Have namechanged for this as I really am a remarkable idiot, and as a result an absolute wreck.
Have been feeling rubbish for a few weeks now - terribly exhausted, shaky hands, sweats, night sweats, feeling really really run down....
I have lost a lot of weight, but put that down to breastfeeding. I had what seemed to be flu for the last 2 weeks - chesty cough that's cleared up now. Plus my boys had it too, so I know that's just a bug. I have enlarged glands in my neck beside my jaw. So much so that doc thought it could be glandular fever.
Huge thyroid history in family so went to the doc to get it all checked last Thursday. Phoned for the blood results yesterday and my alkaline phosphates are raised. I have to have a repeat test in 2 weeks.
Stupidly stupidly googled and guess what came up amongst thyroid issues - Hodgekins.
So I go on the cancer research website which has factsheets about it and read through - I have a lot of these symptoms.
I'm at breaking point - I am so so tired, on my own all day with 2 boys and am so close to tears right now. I want to phone dh and cry down the phone all my fears, but don't feel I can - his mum died of a similar disease when he was 18. I don't want to put him through the worry.
I am really scared.
Can anyone either reassure me that I am being an idiot or tell me what I can do about my fears? Are they unfounded?

EXTRACTED DATA.
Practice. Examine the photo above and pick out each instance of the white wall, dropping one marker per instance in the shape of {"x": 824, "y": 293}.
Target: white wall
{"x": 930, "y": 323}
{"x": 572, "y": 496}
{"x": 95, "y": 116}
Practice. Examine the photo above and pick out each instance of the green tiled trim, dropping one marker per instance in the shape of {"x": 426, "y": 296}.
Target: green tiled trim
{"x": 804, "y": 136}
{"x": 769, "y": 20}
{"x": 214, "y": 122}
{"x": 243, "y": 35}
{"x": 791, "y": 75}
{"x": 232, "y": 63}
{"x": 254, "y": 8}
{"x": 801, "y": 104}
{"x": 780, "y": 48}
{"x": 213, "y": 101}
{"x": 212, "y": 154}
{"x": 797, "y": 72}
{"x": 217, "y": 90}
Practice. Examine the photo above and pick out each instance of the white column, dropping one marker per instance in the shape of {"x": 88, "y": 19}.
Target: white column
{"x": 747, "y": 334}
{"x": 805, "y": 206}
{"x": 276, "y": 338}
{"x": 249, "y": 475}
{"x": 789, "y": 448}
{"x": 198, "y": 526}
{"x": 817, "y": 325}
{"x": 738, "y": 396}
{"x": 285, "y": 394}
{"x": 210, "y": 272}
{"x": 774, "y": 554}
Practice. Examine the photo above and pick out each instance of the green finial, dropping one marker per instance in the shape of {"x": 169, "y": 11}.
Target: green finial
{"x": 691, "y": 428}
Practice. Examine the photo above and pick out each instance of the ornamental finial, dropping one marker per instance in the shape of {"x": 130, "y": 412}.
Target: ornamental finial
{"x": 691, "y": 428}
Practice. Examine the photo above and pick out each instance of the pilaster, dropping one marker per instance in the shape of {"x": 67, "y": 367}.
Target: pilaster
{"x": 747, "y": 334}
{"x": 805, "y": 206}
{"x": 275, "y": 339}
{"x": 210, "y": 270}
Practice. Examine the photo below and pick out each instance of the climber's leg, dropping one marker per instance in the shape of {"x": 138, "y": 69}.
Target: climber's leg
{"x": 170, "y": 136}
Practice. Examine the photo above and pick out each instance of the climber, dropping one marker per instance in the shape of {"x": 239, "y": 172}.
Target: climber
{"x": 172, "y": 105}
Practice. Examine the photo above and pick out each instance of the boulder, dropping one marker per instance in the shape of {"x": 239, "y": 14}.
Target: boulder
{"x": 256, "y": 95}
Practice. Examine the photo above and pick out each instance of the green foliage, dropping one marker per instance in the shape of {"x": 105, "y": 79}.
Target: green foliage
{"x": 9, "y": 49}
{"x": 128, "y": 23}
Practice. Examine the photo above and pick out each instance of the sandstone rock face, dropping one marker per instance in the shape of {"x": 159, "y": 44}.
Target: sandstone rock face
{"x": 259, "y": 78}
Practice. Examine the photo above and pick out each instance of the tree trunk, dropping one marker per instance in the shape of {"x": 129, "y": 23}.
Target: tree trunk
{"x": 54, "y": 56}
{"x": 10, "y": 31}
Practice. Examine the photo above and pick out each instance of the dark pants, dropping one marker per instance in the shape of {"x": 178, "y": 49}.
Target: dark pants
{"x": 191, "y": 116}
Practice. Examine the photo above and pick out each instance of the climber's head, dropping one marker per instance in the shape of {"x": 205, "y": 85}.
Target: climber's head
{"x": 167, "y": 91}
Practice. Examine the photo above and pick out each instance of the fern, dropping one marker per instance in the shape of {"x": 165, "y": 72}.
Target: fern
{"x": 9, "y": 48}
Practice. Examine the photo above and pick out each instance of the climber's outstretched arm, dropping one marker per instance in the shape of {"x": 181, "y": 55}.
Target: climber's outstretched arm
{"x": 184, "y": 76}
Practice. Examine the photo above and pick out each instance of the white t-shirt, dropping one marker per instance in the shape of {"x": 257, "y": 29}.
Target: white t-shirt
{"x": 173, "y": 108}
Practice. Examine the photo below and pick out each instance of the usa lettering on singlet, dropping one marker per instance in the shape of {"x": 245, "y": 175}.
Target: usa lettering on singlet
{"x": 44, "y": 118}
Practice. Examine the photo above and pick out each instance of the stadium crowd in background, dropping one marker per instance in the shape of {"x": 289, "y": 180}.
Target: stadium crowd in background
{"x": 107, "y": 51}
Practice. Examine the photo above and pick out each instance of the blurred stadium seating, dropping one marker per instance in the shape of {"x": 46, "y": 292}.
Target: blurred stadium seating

EXERCISES.
1. Please restate the health-worry post from "Huge thyroid history" to "of these symptoms.", swapping "thyroid" for "kidney".
2. According to the health-worry post, which blood result came back raised?

RESPONSES.
1.
Huge kidney history in family so went to the doc to get it all checked last Thursday. Phoned for the blood results yesterday and my alkaline phosphates are raised. I have to have a repeat test in 2 weeks.
Stupidly stupidly googled and guess what came up amongst kidney issues - Hodgekins.
So I go on the cancer research website which has factsheets about it and read through - I have a lot of these symptoms.

2. The alkaline phosphates.